Bullock had trumpeted a state-issued report that called the STARS program "successful in every sense."
In a press release emailed out only seconds after the committee killed the amendments, legislative Democrats blasted Republicans for abandoning existing preschool programs.
The amendments Wednesday and Thursday were supported by Democrats, as was a bill earlier in the session from Rep. Casey Schreiner, a Great Falls Democrat, that died in committee.
But Moore's HB 755, the model for his amendments, split both Democrats and Republicans in its vote in the House Education Committee. Schreiner and Bullock supported the bill, but funding for private providers and a new state department proved too much for some Democrats to stomach, especially amid opposition from education advocacy groups.
And while Moore sponsored the bill, it didn't swing widespread Republican support. After the bill's failure, Bullock blasted both Republicans and Democrats who opposed it.
The attempts to use a companion bill as a vehicle for a preschool program attracted hawkish attention from education advocacy groups, like the Montana School Boards Association and state teacher's union, who opposed Moore's proposal. The STARS program's creation through a companion bill in 2017 went largely unnoticed by those groups, who argued that the inclusion of funding for private programs could lead to expanded funding for K-12 private schools in Montana.

[INFORMATION SHOWN]
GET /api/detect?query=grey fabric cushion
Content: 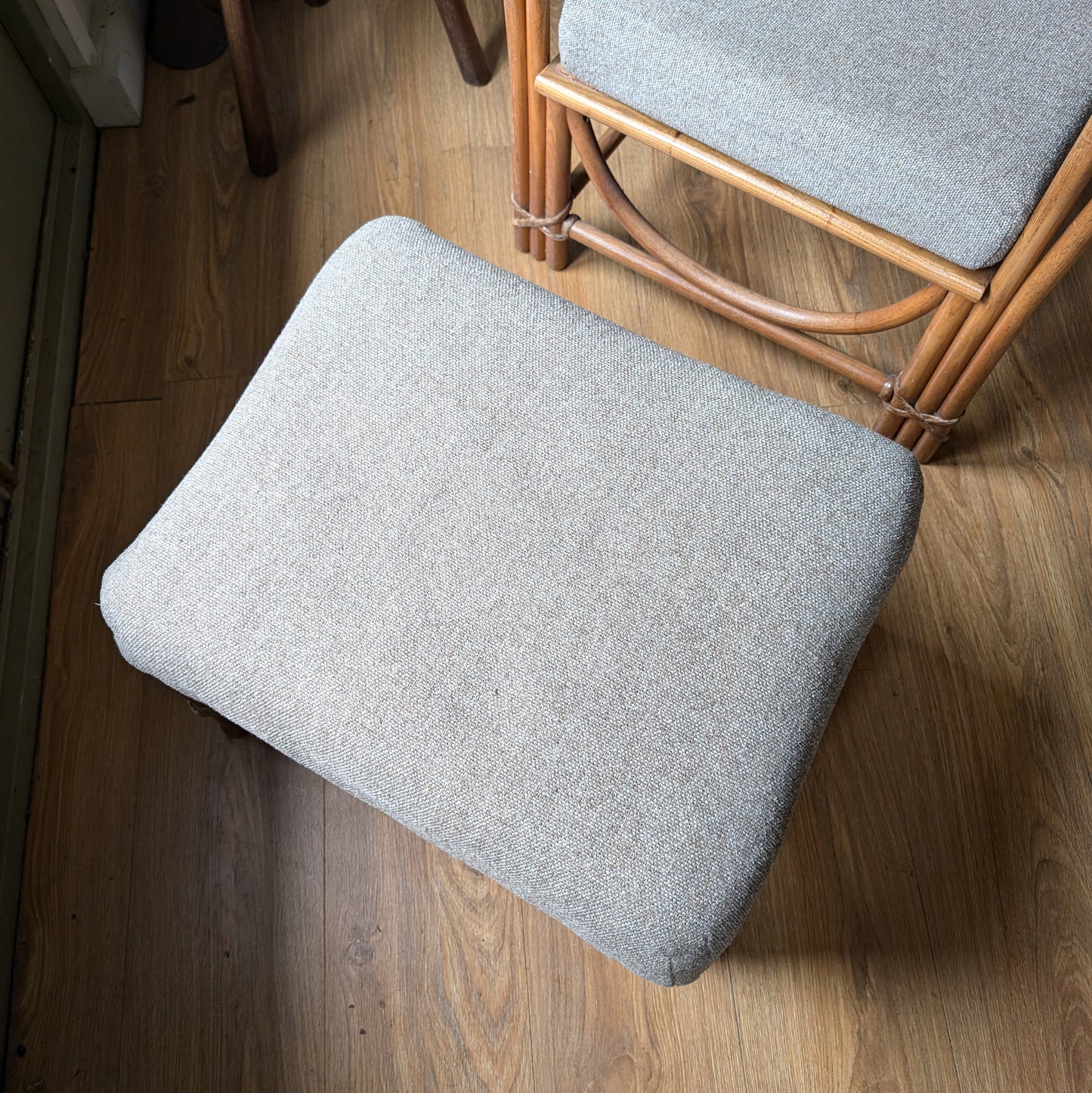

[GIVEN TASK] Can you continue the passage on Montana's preschool funding debate from its last sentence? The material that comes after the passage has nothing to do with it.

[OUTPUT OF THE TASK]
Education groups opposed the use of free conference committees like Thursday's to legislate policy issues. Legislators have wide latitude to make both fiscal and policy changes in such committees.
What the funding cliff means for preschool programs isn't totally clear, though many are bracing for cuts. Both public and private STARS programs have prepared to reduce services to account for the loss of funding, as have some public programs built with preschool development grant money.
STARS had added about 300 high-quality preschool slots in Montana. Preschool Development Grant-funded programs added more than 1,000 more. A new $4.2 million federal preschool grant the state received will be put toward a preschool study, not direct funding for slots.